The answer must be every record below, reproduced exactly.

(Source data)
──────────
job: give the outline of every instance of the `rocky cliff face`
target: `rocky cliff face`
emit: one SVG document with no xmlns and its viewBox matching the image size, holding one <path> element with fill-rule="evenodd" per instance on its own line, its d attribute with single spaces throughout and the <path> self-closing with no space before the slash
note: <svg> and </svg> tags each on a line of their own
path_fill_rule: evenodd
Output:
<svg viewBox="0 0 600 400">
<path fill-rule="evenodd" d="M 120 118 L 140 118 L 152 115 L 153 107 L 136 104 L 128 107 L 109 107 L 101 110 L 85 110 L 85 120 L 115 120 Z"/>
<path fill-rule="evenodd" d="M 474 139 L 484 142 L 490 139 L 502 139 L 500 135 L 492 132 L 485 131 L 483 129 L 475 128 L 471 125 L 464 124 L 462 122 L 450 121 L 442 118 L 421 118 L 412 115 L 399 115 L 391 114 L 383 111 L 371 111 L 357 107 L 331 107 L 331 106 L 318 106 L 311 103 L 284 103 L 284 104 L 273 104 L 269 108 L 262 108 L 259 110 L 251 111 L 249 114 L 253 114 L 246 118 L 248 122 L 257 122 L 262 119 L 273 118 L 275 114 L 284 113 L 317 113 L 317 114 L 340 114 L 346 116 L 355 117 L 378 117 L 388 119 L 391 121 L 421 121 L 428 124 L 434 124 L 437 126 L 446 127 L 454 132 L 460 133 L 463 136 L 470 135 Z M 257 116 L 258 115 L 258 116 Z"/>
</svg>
──────────
RESPONSE
job: give the outline of every instance of the `rocky cliff face`
target: `rocky cliff face`
emit: one SVG document with no xmlns and its viewBox matching the image size, holding one <path> element with fill-rule="evenodd" per instance on its own line, its d attribute with single spaces throughout and the <path> self-closing with no space before the slash
note: <svg> and </svg> tags each on a line of their own
path_fill_rule: evenodd
Output:
<svg viewBox="0 0 600 400">
<path fill-rule="evenodd" d="M 120 118 L 140 118 L 152 115 L 153 107 L 136 104 L 128 107 L 109 107 L 101 110 L 85 110 L 85 120 L 115 120 Z"/>
<path fill-rule="evenodd" d="M 474 139 L 484 142 L 490 139 L 502 139 L 500 135 L 492 132 L 485 131 L 483 129 L 475 128 L 471 125 L 464 124 L 462 122 L 450 121 L 442 118 L 421 118 L 412 115 L 399 115 L 391 114 L 383 111 L 371 111 L 357 107 L 331 107 L 331 106 L 318 106 L 311 103 L 284 103 L 284 104 L 273 104 L 269 108 L 262 108 L 259 110 L 251 111 L 249 114 L 253 114 L 246 118 L 248 122 L 257 122 L 262 119 L 273 118 L 275 114 L 284 113 L 317 113 L 317 114 L 340 114 L 346 116 L 355 117 L 378 117 L 388 119 L 391 121 L 421 121 L 428 124 L 434 124 L 437 126 L 446 127 L 454 132 L 460 133 L 463 136 L 470 135 Z M 257 116 L 258 115 L 258 116 Z"/>
</svg>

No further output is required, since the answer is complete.